__INSTRUÇÕES E REQUISITOS__
Transcreva fielmente, linha por linha, todos os registros apresentados a seguir, omitindo as imagens na resposta.

__REGISTROS DESTA TAREFA__
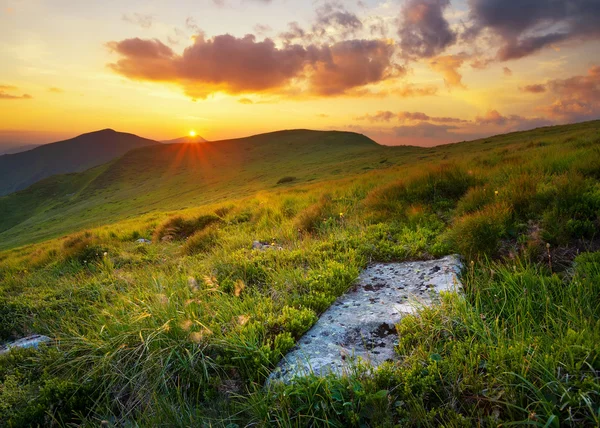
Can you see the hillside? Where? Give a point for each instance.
(20, 170)
(169, 313)
(186, 140)
(177, 176)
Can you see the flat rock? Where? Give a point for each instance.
(362, 323)
(27, 342)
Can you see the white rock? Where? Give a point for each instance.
(27, 342)
(362, 323)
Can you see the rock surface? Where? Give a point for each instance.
(27, 342)
(263, 246)
(362, 323)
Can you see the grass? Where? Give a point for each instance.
(185, 330)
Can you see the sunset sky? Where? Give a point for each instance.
(419, 72)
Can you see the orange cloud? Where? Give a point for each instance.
(6, 95)
(244, 65)
(448, 66)
(576, 98)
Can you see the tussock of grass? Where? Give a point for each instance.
(178, 228)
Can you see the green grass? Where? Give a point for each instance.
(185, 331)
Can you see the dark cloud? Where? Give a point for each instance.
(525, 27)
(424, 32)
(352, 64)
(244, 65)
(448, 66)
(333, 17)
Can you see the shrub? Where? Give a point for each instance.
(310, 218)
(480, 233)
(178, 228)
(201, 242)
(474, 200)
(288, 179)
(83, 247)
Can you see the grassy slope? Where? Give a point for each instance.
(21, 170)
(175, 177)
(184, 331)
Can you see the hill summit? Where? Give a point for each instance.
(19, 171)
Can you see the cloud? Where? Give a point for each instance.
(335, 21)
(424, 32)
(139, 19)
(352, 64)
(512, 122)
(448, 67)
(527, 27)
(411, 90)
(406, 116)
(262, 29)
(576, 98)
(6, 95)
(244, 65)
(426, 130)
(534, 89)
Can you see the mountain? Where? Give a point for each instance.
(175, 176)
(20, 170)
(186, 140)
(9, 149)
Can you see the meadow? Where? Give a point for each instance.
(184, 331)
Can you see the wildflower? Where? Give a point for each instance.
(186, 325)
(192, 283)
(239, 287)
(243, 320)
(196, 336)
(211, 281)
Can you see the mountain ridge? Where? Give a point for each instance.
(20, 170)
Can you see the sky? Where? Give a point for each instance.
(418, 72)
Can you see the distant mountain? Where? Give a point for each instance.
(168, 177)
(9, 149)
(19, 171)
(186, 140)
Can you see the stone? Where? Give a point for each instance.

__RESULTADO DO EXERCÍCIO__
Can you see the hillside? Where? Give a point for each instance.
(20, 170)
(169, 313)
(186, 140)
(177, 176)
Can you see the flat rock? Where? Give a point for each instance.
(362, 323)
(27, 342)
Can you see the white rock? Where? Give a point for each instance.
(27, 342)
(362, 323)
Can you see the rock surface? Where? Give a point for each instance.
(27, 342)
(263, 246)
(362, 323)
Can you see the grass? Where? Give a point for each instance.
(185, 330)
Can you see the sunset sky? Where? Give a point for each instance.
(419, 72)
Can you see the orange cloud? Where? Give a point for each instance.
(6, 95)
(244, 65)
(448, 66)
(576, 98)
Can you see the tussock of grass? Where? Give a point for each instance.
(178, 228)
Can you see the green grass? Where? Give a point for each instance.
(185, 331)
Can you see the dark cloud? Where? Give a point for each instance.
(525, 27)
(424, 32)
(352, 64)
(244, 65)
(448, 66)
(333, 17)
Can you see the shrub? Where? Give a point for each instance.
(310, 218)
(480, 233)
(178, 228)
(201, 242)
(474, 200)
(288, 179)
(83, 247)
Can you see the grassy slope? Where? Give a point for each instance.
(21, 170)
(175, 177)
(184, 331)
Can you see the hill summit? Where? Give a point for each instance.
(19, 171)
Can you see the cloud? Where? Give a point for each instance.
(335, 21)
(424, 32)
(139, 19)
(352, 64)
(512, 122)
(448, 67)
(527, 27)
(411, 90)
(406, 116)
(262, 29)
(576, 98)
(6, 95)
(244, 65)
(426, 130)
(534, 89)
Can you see the mountain? Where? Give a point for each instance.
(175, 176)
(20, 170)
(186, 140)
(9, 149)
Can you see the meadow? Where? Give a point for each instance.
(184, 331)
Can you see the wildflower? Where? Give a point for each instance.
(186, 325)
(192, 283)
(239, 287)
(243, 320)
(196, 336)
(211, 281)
Can you see the mountain ridge? Where? Give a point for each instance.
(20, 170)
Can you see the sky? Where? Give a point for each instance.
(418, 72)
Can you see the distant mountain? Where? Give a point for each instance.
(168, 177)
(9, 149)
(19, 171)
(186, 140)
Can you see the stone? Where? Give a point for each instance.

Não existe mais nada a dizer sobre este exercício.